====== Data section

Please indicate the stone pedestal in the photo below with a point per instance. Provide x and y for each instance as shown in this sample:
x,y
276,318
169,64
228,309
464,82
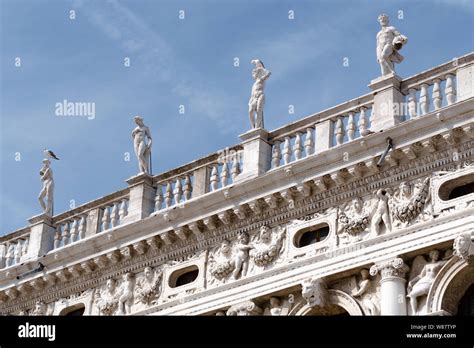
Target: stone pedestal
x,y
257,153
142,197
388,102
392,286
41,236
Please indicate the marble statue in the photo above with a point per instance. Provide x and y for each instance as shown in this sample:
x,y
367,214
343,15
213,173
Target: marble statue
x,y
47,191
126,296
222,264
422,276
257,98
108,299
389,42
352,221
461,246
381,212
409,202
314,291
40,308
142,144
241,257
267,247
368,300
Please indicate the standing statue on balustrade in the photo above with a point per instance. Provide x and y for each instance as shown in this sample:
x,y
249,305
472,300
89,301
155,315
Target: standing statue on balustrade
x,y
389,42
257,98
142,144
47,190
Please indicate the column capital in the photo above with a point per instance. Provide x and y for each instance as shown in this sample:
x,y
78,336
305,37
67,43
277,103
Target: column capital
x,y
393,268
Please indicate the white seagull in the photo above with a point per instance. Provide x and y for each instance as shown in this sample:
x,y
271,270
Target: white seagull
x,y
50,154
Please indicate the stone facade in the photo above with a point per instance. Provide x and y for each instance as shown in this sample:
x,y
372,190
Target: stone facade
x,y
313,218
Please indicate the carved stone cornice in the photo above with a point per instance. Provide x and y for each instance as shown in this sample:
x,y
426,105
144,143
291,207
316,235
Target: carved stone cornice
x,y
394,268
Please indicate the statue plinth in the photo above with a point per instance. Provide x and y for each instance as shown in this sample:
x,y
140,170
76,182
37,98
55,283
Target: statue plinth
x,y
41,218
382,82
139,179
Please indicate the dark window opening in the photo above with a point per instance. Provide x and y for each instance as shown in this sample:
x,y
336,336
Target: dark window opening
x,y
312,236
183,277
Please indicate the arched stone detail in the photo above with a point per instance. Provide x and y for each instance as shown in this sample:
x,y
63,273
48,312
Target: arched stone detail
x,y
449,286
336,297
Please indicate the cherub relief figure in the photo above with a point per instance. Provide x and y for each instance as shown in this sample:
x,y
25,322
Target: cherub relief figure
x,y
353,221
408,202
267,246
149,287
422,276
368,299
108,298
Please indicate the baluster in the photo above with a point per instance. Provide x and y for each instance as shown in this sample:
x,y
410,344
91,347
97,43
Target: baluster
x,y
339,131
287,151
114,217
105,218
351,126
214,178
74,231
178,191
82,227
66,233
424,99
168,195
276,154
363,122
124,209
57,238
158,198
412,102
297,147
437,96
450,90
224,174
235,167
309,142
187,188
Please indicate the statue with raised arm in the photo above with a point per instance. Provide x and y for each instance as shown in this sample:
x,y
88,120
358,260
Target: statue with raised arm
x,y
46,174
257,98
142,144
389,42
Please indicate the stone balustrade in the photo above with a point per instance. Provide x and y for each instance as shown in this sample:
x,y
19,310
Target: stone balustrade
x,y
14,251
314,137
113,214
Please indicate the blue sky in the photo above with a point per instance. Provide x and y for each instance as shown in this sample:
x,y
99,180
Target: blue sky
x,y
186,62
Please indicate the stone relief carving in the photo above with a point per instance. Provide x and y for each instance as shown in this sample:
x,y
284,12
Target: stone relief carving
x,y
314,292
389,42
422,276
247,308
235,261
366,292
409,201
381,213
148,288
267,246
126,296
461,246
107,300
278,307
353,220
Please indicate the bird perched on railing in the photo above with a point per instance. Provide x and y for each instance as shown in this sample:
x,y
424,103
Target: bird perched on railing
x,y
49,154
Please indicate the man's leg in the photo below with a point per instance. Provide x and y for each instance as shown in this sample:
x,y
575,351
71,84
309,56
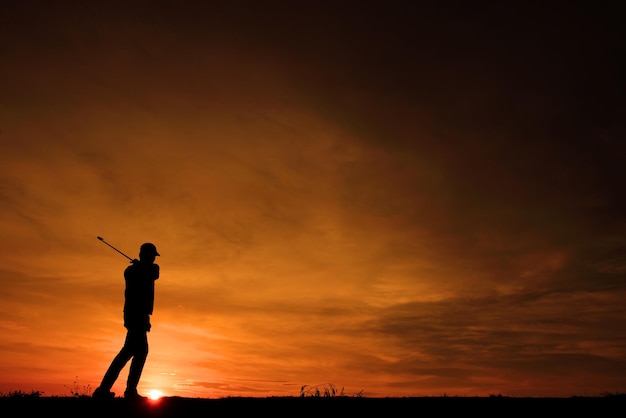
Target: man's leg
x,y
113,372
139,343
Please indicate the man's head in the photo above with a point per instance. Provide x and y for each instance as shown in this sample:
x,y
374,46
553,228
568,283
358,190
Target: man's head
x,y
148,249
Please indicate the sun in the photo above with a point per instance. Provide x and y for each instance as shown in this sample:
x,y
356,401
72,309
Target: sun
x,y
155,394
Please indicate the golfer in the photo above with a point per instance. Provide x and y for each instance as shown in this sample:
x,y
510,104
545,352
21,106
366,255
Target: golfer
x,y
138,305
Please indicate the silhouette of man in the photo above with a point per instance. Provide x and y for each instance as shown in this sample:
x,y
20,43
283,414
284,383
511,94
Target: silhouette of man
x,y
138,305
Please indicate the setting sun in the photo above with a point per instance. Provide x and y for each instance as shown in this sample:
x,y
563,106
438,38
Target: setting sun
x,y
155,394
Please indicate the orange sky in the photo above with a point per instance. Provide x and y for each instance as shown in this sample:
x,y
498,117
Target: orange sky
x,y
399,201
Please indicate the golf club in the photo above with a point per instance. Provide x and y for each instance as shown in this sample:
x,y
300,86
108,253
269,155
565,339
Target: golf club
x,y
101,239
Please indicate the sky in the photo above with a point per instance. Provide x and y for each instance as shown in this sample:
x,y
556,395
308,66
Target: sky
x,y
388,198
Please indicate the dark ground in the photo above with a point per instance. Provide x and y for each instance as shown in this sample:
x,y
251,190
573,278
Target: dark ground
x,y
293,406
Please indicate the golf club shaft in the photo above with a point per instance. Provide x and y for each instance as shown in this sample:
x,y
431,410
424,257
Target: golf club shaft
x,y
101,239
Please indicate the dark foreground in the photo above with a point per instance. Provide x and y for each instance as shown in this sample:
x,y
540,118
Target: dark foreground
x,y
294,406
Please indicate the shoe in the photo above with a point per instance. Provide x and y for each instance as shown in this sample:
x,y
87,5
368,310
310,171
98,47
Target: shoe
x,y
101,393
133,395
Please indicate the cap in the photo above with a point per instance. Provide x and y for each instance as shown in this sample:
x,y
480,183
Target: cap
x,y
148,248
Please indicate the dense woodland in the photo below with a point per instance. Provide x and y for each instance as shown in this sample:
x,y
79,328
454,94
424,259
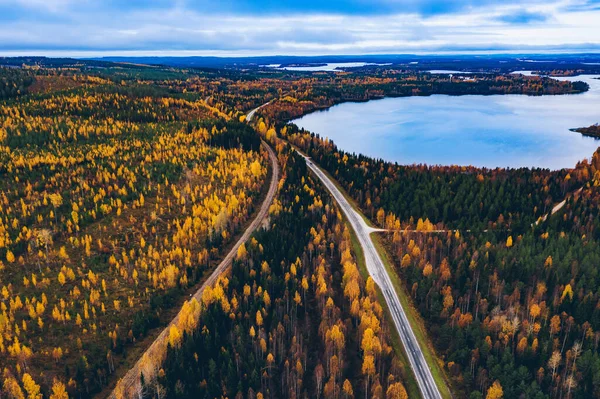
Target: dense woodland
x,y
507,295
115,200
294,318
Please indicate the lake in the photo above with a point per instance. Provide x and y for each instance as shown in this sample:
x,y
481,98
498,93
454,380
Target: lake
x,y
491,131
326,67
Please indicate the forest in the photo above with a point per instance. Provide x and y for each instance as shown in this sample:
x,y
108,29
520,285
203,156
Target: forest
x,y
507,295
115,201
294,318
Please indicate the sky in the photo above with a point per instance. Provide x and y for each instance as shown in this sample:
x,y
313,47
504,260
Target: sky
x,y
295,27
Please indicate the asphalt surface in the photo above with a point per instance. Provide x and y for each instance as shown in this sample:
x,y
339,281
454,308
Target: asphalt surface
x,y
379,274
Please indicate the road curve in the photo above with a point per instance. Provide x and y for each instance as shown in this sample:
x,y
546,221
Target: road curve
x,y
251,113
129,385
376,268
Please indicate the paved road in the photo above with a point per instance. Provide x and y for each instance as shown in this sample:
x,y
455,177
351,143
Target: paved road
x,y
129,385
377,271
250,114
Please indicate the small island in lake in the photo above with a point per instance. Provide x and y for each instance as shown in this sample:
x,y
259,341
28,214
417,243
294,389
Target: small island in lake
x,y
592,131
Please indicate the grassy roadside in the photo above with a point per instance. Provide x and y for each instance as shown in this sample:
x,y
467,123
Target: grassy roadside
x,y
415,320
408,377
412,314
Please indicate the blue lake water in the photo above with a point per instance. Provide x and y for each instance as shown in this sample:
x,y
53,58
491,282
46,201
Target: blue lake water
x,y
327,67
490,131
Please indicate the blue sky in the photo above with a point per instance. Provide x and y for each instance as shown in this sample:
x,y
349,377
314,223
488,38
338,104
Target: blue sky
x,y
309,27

============

Extract every line containing the string "below" from the data above.

Please indicate the stone pedestal in the photo below with a point per instance. Provide x and y for each instance as shown in this sample:
Please indicate the man's leg in the photo below with a point per instance. Provide x and y for each instance as shown in this sample:
Please indicate the dense woodland in the photo below with a point per instance. Provide x and y for each instance as shown in this sample:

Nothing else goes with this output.